**EXERCISE DESCRIPTION**: Rewrite the records below as a two-column CSV with the header columns "text" and "answer" and one row per record. Put each record's text and its answer in a single quoted field, replace line breaks with spaces, and leave out the pictures.

**PROVIDED MATERIAL**:
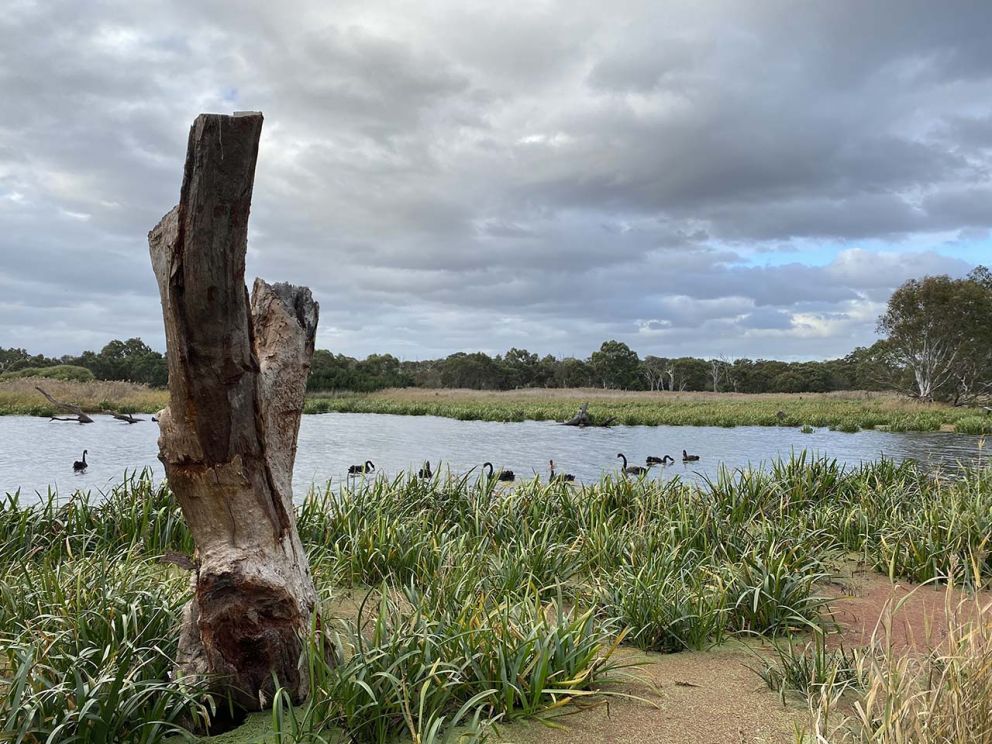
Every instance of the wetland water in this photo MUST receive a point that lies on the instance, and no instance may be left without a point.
(36, 453)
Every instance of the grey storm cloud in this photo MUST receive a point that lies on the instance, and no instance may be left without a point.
(726, 178)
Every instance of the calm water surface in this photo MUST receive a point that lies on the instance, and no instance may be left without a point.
(36, 453)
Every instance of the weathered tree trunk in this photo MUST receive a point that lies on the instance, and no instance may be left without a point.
(237, 374)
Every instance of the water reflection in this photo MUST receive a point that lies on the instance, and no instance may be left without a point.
(37, 453)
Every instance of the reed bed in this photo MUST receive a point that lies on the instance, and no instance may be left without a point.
(848, 411)
(482, 603)
(19, 396)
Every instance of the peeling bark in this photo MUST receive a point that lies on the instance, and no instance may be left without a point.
(237, 378)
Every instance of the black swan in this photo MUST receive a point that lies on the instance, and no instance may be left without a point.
(567, 477)
(631, 469)
(368, 467)
(503, 475)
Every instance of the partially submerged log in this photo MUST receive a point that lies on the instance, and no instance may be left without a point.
(127, 418)
(583, 419)
(237, 376)
(64, 406)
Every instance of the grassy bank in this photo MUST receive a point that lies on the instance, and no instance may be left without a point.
(842, 411)
(19, 397)
(481, 604)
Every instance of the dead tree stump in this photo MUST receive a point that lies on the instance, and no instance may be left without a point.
(237, 375)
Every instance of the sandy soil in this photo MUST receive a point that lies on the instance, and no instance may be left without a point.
(714, 697)
(908, 616)
(708, 697)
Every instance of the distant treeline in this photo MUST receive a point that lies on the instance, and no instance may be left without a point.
(937, 346)
(614, 365)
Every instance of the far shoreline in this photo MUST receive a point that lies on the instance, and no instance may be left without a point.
(842, 410)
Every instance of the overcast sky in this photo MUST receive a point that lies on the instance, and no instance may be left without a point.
(740, 178)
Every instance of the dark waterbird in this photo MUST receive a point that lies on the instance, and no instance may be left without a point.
(503, 475)
(567, 477)
(631, 469)
(368, 467)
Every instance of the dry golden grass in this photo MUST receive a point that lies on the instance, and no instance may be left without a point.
(846, 411)
(939, 696)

**RESPONSE**:
text,answer
"Every instance of the wetland water in this photo MUST receive a point that lies on the instance, and no instance may be left without a point.","(36, 453)"
"Every instance of the grey storm cloud in this photo MUST receive a point that lies on the instance, and no instance may be left without a point.","(726, 178)"
"Every instance of the calm water surface in this photo MUST receive a point that lies on the instance, and no instance may be left without a point.","(36, 453)"
"Every instance of the weathered tree trunk in this photo MUST receive a point that lies on the instance, and no instance may be left without a point.","(237, 374)"
"Every instance of the water reflection in this photo MUST receive a point that lies on the instance, and no instance may be left without a point.","(37, 453)"
"Every instance of the reed bed in this photo MUST receive a point that lies on the instance, and no instance may be left without a point.","(848, 411) (482, 603) (19, 396)"
"Every instance of the peeling bark in this photo MUST receive a point that lies on the instance, and no instance may be left without a point.","(237, 378)"
"Every instance of the black swan in this photo MUST receive a point that lies on the instance, and no instance may be left without a point.","(567, 477) (631, 469) (368, 467) (503, 475)"
"Every instance of the partially submerged log in this photo MUST receive a point that lies on the instance, and no instance may be left without a point.","(127, 418) (583, 419) (237, 376) (64, 406)"
"Every instance of the grassy bank in this photo MUST receive a point that lies on the instance, and no instance may be left without a point.","(842, 411) (19, 397) (481, 604)"
"Every instance of the dead tree stump in this photo MUST receive a point that lies on the instance, and no instance may be left without a point.","(237, 375)"
"Every instance of the sandy soil in this photo MUST receive a point that lies on the instance, and no instance may be left without a point.","(714, 697) (908, 616) (708, 697)"
"Every instance of the distant treeline in this photo MUST receive a point that lies on the instance, and no instance may be left without a point.","(937, 346) (614, 365)"
"Every instance of the far shoreline in this photo MUST receive a point that lies on the instance, and no instance may be left without a point.","(842, 410)"
"Every instance of the overcast sky in this photo MUST receive a point that lies on the instance, and no instance may be left without a point.","(740, 178)"
"Every instance of the dark waterbird in this photo MUST receive a point that lies on the instance, and no instance may be left without a point.","(503, 475) (567, 477) (631, 469) (368, 467)"
"Every instance of the dry golden grass in this photo MUST receive a point that lies on the instance, and no instance may be left without a point.","(846, 411) (939, 696)"